> **Records shown**:
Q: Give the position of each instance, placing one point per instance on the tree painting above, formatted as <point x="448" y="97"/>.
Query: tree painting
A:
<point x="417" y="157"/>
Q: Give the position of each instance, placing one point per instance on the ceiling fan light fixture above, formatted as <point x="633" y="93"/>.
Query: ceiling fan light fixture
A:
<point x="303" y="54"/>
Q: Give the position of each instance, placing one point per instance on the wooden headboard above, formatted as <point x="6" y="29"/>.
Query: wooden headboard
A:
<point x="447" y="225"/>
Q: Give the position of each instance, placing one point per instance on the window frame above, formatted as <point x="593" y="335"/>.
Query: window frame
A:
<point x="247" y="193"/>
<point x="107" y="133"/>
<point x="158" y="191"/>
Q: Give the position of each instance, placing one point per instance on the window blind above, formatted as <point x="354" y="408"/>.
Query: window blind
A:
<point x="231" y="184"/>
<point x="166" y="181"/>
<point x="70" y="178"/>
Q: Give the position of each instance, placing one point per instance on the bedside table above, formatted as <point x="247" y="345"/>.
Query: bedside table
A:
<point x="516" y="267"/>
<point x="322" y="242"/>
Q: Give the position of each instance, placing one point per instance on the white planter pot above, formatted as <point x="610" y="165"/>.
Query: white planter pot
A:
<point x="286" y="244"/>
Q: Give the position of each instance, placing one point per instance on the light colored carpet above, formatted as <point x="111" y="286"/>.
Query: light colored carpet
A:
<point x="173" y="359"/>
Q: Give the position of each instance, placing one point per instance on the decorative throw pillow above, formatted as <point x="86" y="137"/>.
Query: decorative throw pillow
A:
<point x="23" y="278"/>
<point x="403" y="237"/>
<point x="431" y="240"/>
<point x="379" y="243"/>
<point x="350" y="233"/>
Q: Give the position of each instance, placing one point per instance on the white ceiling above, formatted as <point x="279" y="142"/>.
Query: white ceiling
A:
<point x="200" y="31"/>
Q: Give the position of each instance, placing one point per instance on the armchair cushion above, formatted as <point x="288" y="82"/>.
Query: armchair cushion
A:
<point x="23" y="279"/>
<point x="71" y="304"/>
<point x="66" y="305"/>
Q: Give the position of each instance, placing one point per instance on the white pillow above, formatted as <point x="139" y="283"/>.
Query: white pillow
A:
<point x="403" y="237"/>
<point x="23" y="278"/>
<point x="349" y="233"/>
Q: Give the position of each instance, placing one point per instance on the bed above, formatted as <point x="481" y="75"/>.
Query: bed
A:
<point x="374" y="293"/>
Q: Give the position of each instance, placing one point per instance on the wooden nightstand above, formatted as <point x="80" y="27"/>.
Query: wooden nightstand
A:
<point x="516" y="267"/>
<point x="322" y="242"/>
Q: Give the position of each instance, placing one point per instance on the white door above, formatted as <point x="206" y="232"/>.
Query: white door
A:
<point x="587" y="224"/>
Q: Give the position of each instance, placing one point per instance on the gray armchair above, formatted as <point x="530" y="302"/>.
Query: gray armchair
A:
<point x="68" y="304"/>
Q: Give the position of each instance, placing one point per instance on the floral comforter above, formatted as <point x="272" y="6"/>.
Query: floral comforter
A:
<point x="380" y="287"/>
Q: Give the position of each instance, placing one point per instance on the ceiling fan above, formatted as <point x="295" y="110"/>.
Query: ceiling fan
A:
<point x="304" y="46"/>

> **Problem description**:
Only the lines from the one containing "fan above, formatted" through the end of the data above are wanted, both ends included; restate them word for word.

> **Written solution**:
Q: Give the position of each instance, placing one point per instance on the ceiling fan above, formatted as <point x="295" y="110"/>.
Query: ceiling fan
A:
<point x="304" y="46"/>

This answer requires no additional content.